====== Excerpt provided

Inputs, Oversight, Outputs – the stuff that leaders work with.

Broadly speaking leaders should be concerned with three key things – they should be concerned with these things simply because ultimately responsibility for these things falls squarely onto their shoulders. These three broad categories can also be used to create the daily task and activity schedule for leaders.

The three broad categories that should take up the bulk of a leader’s time and attention are:

  • Defining and Managing Inputs
  • Overseeing Implementation
  • Monitoring and Measuring Outcomes

If leaders are ultimately responsible for the effective control of the organisation – and they do so by creating and maintaining a space for the business of the organisation to take place in – by building the organisational bucket – then the way they do so is summarised in these three key areas leaders should be involved in.

Defining and Managing Inputs covers all the resourcing elements required for an organisation to fulfil its objectives. The danger is to too narrowly define these around money and people as key resources. They are certainly included but the scope of inputs is far, far wider than these elements. Inputs would include everything from the organisation’s business model, the strategy over the next one, two, five, ten years, a robust risk framework and core organisational policies covering each and every area of the business of the organisation – from finances to people to operations to marketing etc.

============

## Problems and tasks:
a – Duplicate the piece on leadership's three key areas word for word, from "Inputs, Oversight, Outputs" to "schedule for leaders.".
b – Go on with the text on the three things leaders work with, picking up after its final sentence.

====== Records supplied

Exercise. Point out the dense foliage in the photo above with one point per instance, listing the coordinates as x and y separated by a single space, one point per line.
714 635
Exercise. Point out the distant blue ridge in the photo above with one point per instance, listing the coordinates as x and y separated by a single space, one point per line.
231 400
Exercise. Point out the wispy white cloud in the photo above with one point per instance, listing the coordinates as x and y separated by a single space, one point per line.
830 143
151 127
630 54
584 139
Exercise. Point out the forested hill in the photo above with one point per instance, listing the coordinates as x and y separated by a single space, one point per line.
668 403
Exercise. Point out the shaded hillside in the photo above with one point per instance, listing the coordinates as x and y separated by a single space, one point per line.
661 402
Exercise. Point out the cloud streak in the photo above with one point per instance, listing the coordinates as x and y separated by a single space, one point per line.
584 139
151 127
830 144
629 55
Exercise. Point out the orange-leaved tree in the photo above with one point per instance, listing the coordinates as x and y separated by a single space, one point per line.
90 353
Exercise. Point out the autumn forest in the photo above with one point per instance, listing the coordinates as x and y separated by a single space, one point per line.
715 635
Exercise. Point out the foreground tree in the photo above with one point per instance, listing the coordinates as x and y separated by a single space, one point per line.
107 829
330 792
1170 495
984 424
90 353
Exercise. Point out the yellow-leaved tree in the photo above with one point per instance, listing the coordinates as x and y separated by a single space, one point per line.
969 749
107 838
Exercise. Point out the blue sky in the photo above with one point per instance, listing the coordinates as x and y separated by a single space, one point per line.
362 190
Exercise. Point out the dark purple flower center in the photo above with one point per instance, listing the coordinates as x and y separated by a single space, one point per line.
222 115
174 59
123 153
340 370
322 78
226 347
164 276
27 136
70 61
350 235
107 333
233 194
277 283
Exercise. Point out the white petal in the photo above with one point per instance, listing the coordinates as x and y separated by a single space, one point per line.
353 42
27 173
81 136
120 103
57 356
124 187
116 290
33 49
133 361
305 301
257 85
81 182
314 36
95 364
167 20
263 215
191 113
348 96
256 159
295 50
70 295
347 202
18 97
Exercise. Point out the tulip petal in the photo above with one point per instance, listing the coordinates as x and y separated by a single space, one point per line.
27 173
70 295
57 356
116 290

============

## Responses:
a –
Inputs, Oversight, Outputs – the stuff that leaders work with.

Broadly speaking leaders should be concerned with three key things – they should be concerned with these things simply because ultimately responsibility for these things falls squarely onto their shoulders. These three broad categories can also be used to create the daily task and activity schedule for leaders.

b –
In summary all the inputs relate primarily to the “space creating” elements, tasks and activities that leaders can and do focus on. Anything on the leadership agenda that has an effect on the space within which the business operates, on either the edges of the space or the area within the edge, would fall into this broad category.

A critical part of this would also include that “authorising policies” that would mandate the executives to perform their roles accountably within the business space. This would include both the job descriptions (that would constrain each position and outline the “space” for each and every position) but also the mandates that would actually authorise the individuals to act within that space.  It is often not merely enough for people to know what they should be doing – i.e. the parameters of the part of the organisational space they are expected to fill – but it is also vital for them to know that they are entitled and authorised to act within this space. Imagine getting to the top of the Eiffel tower, stepping out of the elevator (or off the top step for the energetic ones) and noticing that the platform you were now on, high above Paris, had no safety barrier. One of two scenarios would unfold! Either you would simply freeze – wait for the elevator and get straight back in, or you would move toward the edge and run a serious danger of falling right off. This is similar in organisations that lack clear mandates delineating the boundaries and authorising them to act within those boundaries. Either every time a decision is to be made another party is roped in – normally a superior who can ill afford the time requirements of this extra work, or without clear limits of authority the individual oversteps the boundaries – normally to their own and often to the organisations detriment!

Inputs therefore tend to look forward (in time) and provide not only resources but also enable or activate the use of these resources in the pursuit of the organisational objective. In a sense the primary question leaders need to ask about identifying and managing inputs is, “what do we have and what are we going to do with it?”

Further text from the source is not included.